— begin EXCERPT TO READ —

Anna Karenina is a 1948 British film based on the 1877 novel of the same title by the Russian author Leo Tolstoy.

The film was directed by Julien Duvivier, and starred  Vivien Leigh in the title role. It was produced by Alexander Korda (with Herbert Mason as associate producer) for his company, London Films, and distributed in the United States by 20th Century Fox. The screenplay was by Jean Anouilh, Julien Duvivier and Guy Morgan, music by Constant Lambert, decors by André Andrejew and deep focus cinematography by Henri Alekan.

Plot
Anna Karenina is married to Alexei Karenin, a cold government official in St Petersburg who is apparently more interested in his career than in satisfying the emotional needs of his wife. Called to Moscow by her brother Stepan Oblonsky, a reprobate who has been unfaithful to his trusting wife Dolly once too often, Anna meets Countess Vronsky on the night train to Moscow. They discuss their sons, with the Countess showing Anna a picture of her son Count Vronsky, a cavalry officer.

Vronsky shows up at the train to meet his mother, and is instantly infatuated with Anna. He boldly makes his interest known to her, which Anna demurely pushes away – but not emphatically so. At a grand ball, Vronsky continues to pursue the married Anna, much to the delight of the gossiping spectators. But Kitty Shcherbatsky, Dolly's sister who is smitten with Vronsky, is humiliated by his behaviour and leaves the ball – much to the distress of Konstantin Levin, a suitor of Kitty's who was rejected by her in favour of Vronsky. However, after a change of heart, Kitty marries Levin.

Boldly following Anna back to St Petersburg, Vronsky makes it known to society that he is the companion of Anna – a notion she does nothing to stop. Soon, society is whispering about the affair, and it's only a matter of time before Karenin learns of the relationship. Outwardly more worried about his social and political position than his wife's passion, he orders her to break off with Vronsky or risk losing her son. She tries, but cannot tear herself away from Vronsky.

Leaving Karenin, Anna becomes pregnant with Vronsky's child. Almost dying in childbirth (the child is stillborn), Anna begs Karenin for forgiveness, which he coldly grants. Karenin, being magnanimous, allows Vronsky the notion that he may visit Anna if she calls for him. Embarrassed by the scandal, Vronsky tries to shoot himself, but fails.

Anna tries again to live with Karenin, but cannot get Vronsky out of her head. She leaves Karenin for good, abandoning her child to live in Italy with Vronsky. But her doubts over Vronsky's feelings for her grow, and she eventually pushes him away. Realizing that she has lost everything, Anna walks onto the railway tracks and commits suicide by letting the train hit her.

Cast

 Vivien Leigh as Anna Karenina
 Ralph Richardson as Alexei Karenin
 Kieron Moore as Count Vronsky
 Hugh Dempster as Stefan Oblonsky
 Mary Kerridge as Dolly Oblonsky
 Marie Lohr as Princess Shcherbatsky
 Frank Tickle as Prince Schcherbatsky
 Sally Ann Howes as Kitty Shcherbatsky 
 Niall MacGinnis as Konstantin Levin
 Bernard Rebel as Professor Leverrin
 Michael Gough as Nicholai (Gough's film debut)

— end EXCERPT TO READ —

EXERCISE 1. Extract every row that contains the string "truck", matching case exactly.
The film article and the rows were taken from separate, unrelated sources.

— begin RECORDS TO USE —

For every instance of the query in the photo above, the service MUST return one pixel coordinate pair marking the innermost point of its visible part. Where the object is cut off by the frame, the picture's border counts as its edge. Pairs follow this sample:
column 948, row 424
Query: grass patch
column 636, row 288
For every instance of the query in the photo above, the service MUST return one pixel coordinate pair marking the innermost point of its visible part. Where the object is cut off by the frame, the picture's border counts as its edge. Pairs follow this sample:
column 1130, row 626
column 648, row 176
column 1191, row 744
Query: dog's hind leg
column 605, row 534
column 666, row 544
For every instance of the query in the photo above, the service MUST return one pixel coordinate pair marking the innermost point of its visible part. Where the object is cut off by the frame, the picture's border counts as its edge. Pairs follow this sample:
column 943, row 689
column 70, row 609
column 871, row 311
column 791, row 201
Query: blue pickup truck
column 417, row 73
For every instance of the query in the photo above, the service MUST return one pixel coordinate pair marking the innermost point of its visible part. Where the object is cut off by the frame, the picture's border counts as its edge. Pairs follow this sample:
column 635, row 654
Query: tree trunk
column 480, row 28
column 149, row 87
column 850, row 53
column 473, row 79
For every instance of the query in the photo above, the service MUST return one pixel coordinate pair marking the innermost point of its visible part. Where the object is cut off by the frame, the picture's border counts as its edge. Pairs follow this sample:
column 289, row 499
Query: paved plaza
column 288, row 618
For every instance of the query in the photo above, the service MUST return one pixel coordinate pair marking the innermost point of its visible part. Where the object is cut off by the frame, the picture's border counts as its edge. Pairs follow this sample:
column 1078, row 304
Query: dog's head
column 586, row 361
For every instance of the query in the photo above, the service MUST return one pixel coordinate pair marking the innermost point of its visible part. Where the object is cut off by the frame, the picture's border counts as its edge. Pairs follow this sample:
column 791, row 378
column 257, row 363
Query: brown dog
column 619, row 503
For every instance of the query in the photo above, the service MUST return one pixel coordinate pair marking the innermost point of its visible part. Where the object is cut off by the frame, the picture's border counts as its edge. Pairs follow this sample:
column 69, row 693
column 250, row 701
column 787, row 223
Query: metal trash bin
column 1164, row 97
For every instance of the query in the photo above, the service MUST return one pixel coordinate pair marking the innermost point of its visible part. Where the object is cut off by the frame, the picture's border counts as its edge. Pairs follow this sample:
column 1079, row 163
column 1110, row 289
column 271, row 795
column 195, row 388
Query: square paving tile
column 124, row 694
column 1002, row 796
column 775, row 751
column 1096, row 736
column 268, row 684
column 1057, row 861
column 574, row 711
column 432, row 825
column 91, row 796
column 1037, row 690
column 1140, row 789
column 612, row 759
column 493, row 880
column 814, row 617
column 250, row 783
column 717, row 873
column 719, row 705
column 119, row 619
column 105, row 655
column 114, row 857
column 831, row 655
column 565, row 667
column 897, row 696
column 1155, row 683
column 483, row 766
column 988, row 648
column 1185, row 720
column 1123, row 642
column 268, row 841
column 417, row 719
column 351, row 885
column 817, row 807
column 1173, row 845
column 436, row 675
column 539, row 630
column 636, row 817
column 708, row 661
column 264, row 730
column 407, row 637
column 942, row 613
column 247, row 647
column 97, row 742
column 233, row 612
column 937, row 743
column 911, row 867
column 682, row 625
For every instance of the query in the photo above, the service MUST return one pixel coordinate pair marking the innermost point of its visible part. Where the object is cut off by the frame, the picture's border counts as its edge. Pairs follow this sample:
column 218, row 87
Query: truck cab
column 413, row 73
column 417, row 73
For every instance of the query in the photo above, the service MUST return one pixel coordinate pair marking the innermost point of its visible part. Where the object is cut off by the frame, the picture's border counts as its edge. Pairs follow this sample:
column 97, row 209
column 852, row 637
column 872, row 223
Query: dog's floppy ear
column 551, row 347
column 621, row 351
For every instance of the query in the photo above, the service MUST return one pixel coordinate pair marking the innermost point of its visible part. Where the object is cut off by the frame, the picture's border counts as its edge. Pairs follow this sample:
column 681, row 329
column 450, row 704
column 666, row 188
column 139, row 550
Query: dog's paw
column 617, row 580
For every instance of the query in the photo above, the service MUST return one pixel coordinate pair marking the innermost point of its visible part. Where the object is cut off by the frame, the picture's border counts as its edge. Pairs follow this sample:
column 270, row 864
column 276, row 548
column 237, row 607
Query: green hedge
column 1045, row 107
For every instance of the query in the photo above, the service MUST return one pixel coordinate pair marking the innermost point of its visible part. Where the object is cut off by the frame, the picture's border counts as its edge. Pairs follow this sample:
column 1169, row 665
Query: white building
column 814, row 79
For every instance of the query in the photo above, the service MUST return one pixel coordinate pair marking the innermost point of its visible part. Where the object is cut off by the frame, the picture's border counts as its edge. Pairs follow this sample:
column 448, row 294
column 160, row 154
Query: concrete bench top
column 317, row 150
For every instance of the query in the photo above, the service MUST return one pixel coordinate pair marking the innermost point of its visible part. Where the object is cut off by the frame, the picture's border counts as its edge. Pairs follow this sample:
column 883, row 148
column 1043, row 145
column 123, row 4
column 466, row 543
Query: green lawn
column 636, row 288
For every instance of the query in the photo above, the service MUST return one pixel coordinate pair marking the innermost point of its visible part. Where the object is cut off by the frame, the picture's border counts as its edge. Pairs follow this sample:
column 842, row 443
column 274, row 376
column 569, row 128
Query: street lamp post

— end RECORDS TO USE —

EXERCISE 2. Carry on the film article from the point where it stops.

FINAL ANSWER 1.
Query: blue pickup truck
Query: truck cab

FINAL ANSWER 2.
 Martita Hunt as Princess Betty Tversky
 Heather Thatcher as Countess Lydia Ivanovna
 Helen Haye as Countess Vronsky
 Michael Medwin as Kitty's doctor
 Gino Cervi as Enrico
 Beckett Bould as Matvey
 Leslie Bradley as Korsunsky
 Therese Giehse as Marietta
 John Longden as General Serpuhousky
 Mary Matlew as Princess Nathalia
 Valentina Murch as Annushka
 Judith Nelmes as Miss Hull
 Ruby Miller as Countess Meskov
 John Salew as Lawyer
 Patrick Skipwith as Sergei
 Ann South as Princess Sorokina
 Jeremy Spenser as Giuseppe
 Austin Trevor as Colonel Vronsky
 Gus Verney as Prince Makhotin

This was the film debut for both Barbara Murray and Maxine Audley.

Production
Michael Redgrave was to play the male lead but elected to accept a Hollywood offer instead. Vivien Leigh previously had an uncredited role as a schoolgirl extra in Things Are Looking Up, which Herbert Mason worked on as an associate producer.

Filming started on 15 April 1947. Filming took place in London Film Studios, Shepperton.

Reception
The film was picketed at some cinemas in the United States by members of the anti-British organisation known as the Sons of Liberty, as part of that Zionist group's protests against British films, in connection with events in Mandatory Palestine..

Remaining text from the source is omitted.